Field training of Israeli tanks in the Golan Heights, 2009
(photo: Rose Schneiderman)

The Israeli film Adjusting Sights - based on the book with the same title by rabbi Haim Sabato - describes the battles of Yom Kippur War (Day of Atonemet War) in the Golan Heights from the perspective of a religious gunner who had lost his best friend in the war.  In Hebrew, the term adjusting sights (TEUM KAVANOT) has double meaning: the material action of coordinating the tank cannon intentions – which is a modern meaning, and the spiritual notion of intent in prayer - which is the traditional meaning.

Although it is an understatement and non-frenzy film, with subdued and quiet acting and soft like a coo background music - Adjusting Sights sweep its viewers precisely because it doesn't fall into the abyss of depression on the one hand and doesn't rise up to the heights of ecstasy on the other hand. Just as Maimonides, who is constantly  quoted by the protagonist, recommended: One should choose the golden mean - not to be rolled down to depression on the one hand and not to be carried away to euphoria on the other hand.

photo: www.tobypress.com
In the transition from book to film, the director Eyal Halfon well  used the opportunity to express subtle differences between secular and religious Israelis by different body language and diction - beyond the differences in the content of their associations, which literature can express no less delicately than cinema. When the documentation officer and his assistant arrive to the camp to investigate and interview the soldiers, each soldier has his own manner to sit down, start speaking and spell his guts, but when the religious soldier opens his words with the verse "My Lord, open my lips that my mouth may declare your glory" (Psalms, 51, 17) and in the background the assistant's typewriter is ticking – the army tent is filled with the special religious respect to the written word.

- Written instruction A:
Answer these questions from the review of the film Adjusting Sights:
(i) Who wrote the book on which the film is based?
(ii) Whom does the protagonist constantly quote?
(iii) Who directed the film?
The film review and the entries that come after it are unrelated material.

[Dataset entries]

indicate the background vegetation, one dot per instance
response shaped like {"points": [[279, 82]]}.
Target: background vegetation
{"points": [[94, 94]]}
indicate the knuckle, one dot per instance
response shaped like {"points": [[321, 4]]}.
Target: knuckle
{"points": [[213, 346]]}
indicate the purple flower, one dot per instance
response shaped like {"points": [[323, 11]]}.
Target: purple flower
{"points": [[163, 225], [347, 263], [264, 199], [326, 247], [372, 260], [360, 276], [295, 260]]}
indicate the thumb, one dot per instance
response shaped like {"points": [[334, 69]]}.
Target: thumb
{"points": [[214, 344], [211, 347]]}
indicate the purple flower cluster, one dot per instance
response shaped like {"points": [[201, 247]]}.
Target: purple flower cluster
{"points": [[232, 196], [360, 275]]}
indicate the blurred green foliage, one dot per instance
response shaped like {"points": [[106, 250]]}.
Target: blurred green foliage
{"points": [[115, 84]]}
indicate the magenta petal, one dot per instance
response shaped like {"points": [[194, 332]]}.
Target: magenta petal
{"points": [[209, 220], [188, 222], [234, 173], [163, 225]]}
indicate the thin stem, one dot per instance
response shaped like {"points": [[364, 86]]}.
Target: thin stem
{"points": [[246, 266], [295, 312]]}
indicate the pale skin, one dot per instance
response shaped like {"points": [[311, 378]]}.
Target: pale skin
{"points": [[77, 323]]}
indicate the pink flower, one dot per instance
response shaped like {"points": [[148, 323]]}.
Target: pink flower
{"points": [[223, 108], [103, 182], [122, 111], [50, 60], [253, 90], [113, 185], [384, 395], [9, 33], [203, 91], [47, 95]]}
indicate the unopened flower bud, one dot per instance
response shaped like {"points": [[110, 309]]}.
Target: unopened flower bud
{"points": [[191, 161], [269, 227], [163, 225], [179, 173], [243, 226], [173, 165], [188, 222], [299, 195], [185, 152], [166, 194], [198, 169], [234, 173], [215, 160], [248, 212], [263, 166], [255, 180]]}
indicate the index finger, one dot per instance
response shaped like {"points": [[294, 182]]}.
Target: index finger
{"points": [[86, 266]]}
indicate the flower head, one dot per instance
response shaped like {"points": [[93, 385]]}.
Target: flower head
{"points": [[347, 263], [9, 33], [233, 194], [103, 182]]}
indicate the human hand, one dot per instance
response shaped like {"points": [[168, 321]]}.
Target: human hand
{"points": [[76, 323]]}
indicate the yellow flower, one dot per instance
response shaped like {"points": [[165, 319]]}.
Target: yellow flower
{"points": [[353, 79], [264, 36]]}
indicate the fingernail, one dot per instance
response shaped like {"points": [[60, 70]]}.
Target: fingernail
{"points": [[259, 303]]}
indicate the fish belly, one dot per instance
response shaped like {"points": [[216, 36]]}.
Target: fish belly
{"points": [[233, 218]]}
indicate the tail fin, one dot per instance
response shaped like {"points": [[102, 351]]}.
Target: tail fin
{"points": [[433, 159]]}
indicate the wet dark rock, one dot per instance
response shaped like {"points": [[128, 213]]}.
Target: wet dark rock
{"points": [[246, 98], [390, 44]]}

- Written instruction B:
Count the lines of the entries that contain the string "cluster", treating case as significant, and give only the number.

- Exercise result A:
(i) Rabbi Haim Sabato
(ii) Maimonides
(iii) Eyal Halfon

- Exercise result B:
2